▽

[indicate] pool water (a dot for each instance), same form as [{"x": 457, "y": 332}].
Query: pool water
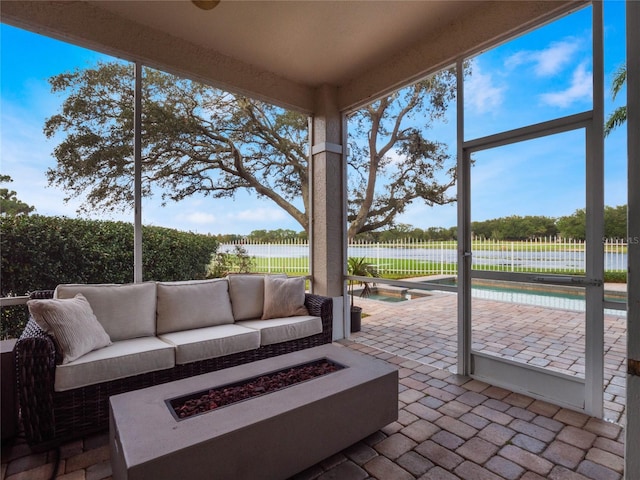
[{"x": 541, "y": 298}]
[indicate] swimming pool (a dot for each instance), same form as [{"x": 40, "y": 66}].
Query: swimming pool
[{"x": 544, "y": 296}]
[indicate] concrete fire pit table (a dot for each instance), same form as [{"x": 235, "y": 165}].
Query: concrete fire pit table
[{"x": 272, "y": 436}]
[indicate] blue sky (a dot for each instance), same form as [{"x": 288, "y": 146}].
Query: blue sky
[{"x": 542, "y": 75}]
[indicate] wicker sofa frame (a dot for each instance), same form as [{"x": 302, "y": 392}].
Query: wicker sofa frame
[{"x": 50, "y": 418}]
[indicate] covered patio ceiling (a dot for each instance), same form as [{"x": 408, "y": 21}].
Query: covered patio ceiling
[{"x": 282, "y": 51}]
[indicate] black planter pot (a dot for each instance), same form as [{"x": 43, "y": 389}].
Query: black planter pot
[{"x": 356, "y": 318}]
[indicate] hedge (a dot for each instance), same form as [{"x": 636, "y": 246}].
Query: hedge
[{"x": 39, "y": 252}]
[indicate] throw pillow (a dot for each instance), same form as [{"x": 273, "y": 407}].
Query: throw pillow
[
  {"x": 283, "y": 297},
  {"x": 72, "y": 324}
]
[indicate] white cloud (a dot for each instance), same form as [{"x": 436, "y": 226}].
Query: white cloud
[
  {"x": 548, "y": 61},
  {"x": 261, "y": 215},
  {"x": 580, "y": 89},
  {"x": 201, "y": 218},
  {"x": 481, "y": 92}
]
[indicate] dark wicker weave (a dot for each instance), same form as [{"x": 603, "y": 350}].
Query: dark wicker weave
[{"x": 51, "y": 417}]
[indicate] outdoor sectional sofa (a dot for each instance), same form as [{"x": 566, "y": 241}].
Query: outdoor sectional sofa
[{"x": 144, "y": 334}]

△
▽

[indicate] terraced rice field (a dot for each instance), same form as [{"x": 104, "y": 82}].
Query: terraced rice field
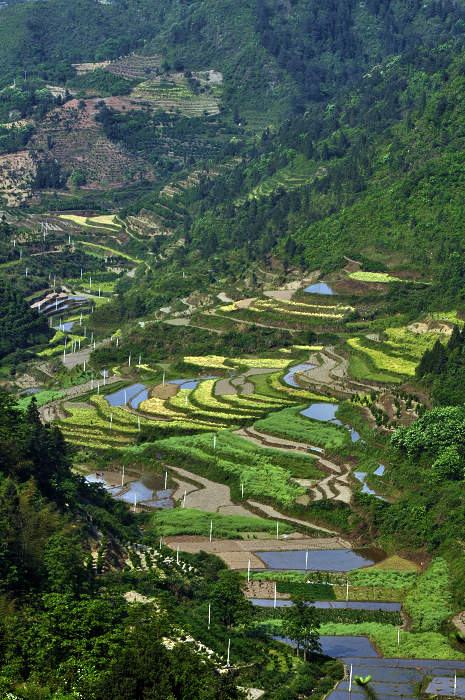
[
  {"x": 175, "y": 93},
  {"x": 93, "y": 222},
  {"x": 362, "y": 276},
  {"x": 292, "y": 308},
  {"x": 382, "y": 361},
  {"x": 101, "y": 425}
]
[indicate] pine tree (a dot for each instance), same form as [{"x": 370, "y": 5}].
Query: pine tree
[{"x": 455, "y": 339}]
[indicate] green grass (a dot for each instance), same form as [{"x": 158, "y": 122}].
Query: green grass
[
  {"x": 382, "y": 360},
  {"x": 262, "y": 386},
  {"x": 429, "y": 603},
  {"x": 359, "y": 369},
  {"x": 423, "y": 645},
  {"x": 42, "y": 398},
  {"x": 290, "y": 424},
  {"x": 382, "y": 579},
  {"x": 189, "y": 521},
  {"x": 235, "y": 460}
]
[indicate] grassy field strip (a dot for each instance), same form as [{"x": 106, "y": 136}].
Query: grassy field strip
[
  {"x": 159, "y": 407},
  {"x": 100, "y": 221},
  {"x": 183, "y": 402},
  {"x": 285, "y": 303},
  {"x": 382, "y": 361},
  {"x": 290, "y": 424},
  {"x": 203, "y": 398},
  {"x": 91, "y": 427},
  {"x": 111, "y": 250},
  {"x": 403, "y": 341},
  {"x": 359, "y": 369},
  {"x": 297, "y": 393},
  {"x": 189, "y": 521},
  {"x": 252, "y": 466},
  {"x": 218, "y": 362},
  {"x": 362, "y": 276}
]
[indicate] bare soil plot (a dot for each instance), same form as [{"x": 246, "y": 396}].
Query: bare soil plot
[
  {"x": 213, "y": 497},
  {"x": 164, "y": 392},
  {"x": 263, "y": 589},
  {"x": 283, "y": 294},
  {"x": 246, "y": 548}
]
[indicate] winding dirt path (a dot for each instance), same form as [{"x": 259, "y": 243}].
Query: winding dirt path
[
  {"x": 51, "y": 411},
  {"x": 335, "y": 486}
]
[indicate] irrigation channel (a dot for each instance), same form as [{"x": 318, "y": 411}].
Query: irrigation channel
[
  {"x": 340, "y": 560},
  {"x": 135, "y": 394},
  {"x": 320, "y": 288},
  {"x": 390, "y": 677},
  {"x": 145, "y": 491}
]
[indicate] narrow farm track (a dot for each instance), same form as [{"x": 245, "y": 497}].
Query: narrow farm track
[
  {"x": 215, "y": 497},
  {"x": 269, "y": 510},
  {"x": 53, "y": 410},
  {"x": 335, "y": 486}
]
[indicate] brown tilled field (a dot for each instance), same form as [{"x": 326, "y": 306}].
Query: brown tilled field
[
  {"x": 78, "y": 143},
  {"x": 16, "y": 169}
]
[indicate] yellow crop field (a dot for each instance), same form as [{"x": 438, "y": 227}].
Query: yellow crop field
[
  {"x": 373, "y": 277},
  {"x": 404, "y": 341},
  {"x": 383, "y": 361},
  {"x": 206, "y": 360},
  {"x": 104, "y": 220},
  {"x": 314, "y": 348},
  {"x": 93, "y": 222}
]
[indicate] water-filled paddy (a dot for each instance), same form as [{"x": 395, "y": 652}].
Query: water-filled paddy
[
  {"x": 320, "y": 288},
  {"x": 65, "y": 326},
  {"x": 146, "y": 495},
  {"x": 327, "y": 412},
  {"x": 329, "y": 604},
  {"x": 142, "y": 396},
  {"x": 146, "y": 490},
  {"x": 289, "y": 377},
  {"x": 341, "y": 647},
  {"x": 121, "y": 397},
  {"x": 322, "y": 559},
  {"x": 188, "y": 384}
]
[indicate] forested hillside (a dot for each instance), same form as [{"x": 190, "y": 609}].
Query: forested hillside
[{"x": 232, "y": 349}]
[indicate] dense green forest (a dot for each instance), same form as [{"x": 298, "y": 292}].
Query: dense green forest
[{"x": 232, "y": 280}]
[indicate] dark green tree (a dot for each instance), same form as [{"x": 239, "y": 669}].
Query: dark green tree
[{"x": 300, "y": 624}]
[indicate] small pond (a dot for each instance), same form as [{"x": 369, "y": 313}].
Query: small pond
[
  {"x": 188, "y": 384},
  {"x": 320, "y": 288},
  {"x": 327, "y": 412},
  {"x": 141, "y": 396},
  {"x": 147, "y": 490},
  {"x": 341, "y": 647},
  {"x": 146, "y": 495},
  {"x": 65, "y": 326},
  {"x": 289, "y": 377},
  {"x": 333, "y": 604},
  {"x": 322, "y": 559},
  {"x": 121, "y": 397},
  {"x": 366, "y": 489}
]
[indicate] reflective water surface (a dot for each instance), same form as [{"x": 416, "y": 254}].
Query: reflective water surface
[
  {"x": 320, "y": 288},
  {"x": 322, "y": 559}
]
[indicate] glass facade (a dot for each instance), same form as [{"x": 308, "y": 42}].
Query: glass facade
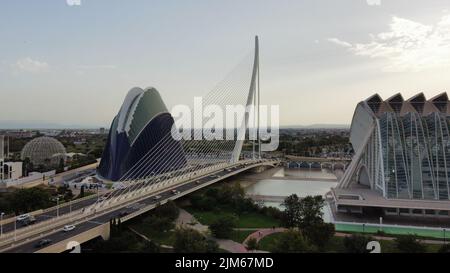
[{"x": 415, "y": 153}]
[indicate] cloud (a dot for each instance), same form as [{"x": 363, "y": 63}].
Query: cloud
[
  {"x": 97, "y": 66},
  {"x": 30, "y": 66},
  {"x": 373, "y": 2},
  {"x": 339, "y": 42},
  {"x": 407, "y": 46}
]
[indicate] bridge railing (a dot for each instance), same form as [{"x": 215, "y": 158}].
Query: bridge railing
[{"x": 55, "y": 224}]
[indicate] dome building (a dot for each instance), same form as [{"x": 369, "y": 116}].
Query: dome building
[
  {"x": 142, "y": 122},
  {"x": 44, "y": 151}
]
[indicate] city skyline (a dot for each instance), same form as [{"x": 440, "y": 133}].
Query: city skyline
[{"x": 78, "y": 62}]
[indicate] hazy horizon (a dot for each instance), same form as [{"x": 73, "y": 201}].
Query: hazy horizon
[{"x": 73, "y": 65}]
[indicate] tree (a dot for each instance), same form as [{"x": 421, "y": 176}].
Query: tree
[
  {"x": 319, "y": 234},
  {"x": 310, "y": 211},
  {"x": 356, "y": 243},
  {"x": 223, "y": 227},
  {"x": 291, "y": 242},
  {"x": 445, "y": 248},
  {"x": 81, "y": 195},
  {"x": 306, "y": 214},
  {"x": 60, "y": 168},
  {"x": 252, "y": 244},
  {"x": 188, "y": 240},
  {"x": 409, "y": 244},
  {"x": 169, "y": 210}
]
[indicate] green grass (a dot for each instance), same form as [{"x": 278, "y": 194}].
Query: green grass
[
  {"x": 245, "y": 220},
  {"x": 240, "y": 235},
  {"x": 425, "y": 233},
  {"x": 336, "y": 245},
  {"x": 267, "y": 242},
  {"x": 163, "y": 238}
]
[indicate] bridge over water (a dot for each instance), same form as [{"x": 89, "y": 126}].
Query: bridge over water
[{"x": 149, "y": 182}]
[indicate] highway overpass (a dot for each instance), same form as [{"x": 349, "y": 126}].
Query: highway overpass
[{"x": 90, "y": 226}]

△
▽

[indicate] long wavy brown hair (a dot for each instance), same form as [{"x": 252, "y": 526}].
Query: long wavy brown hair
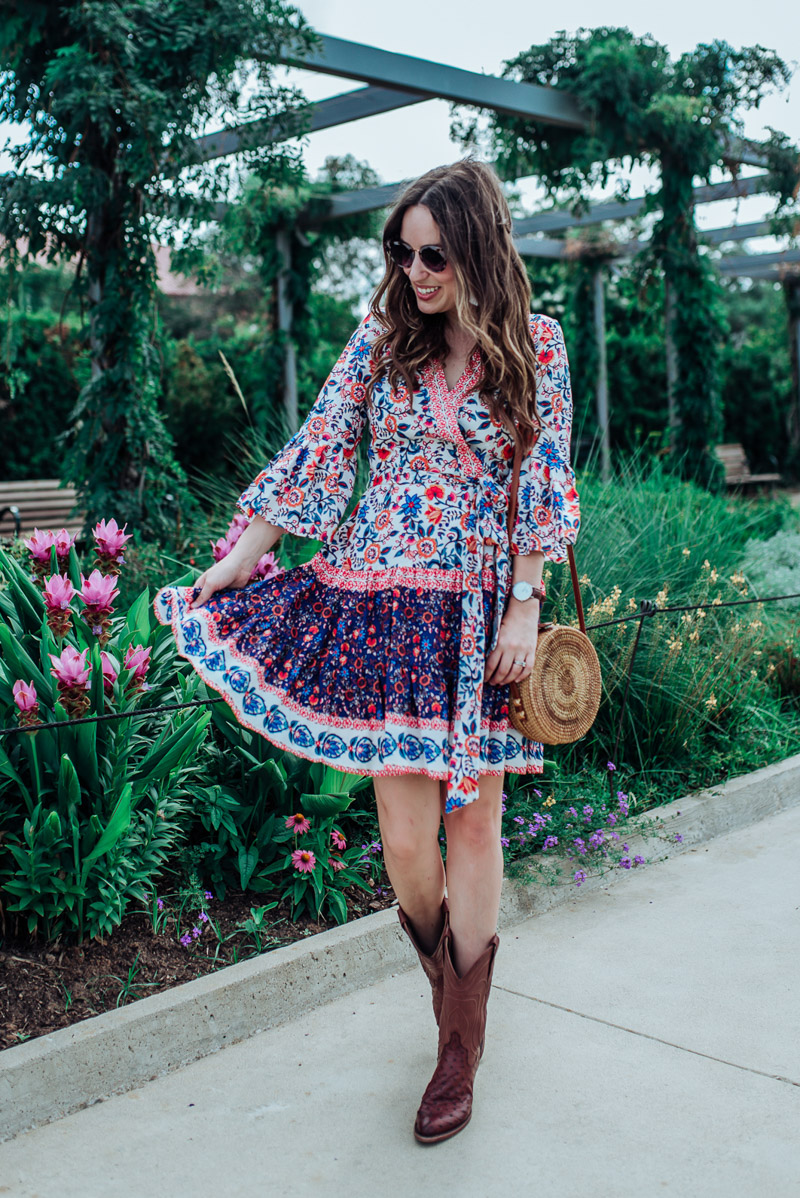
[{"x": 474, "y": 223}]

△

WHAT IS NEEDED:
Print nothing except the lines above from the one containing "[indicate] pool water" down to the one containing "[indicate] blue sky", both included, exactly as written and free of pictures.

TASK OUTPUT:
[indicate] pool water (a dot for each instance), same form as [{"x": 457, "y": 332}].
Query: pool water
[{"x": 541, "y": 298}]
[indicate] swimming pool (a dot for each instance), same form as [{"x": 40, "y": 66}].
Query: swimming pool
[{"x": 544, "y": 296}]
[indicate] concrete fire pit table (a dot for each instance), same form as [{"x": 235, "y": 165}].
Query: concrete fire pit table
[{"x": 272, "y": 436}]
[indicate] blue sky (a dot for each instance), same form as [{"x": 288, "y": 146}].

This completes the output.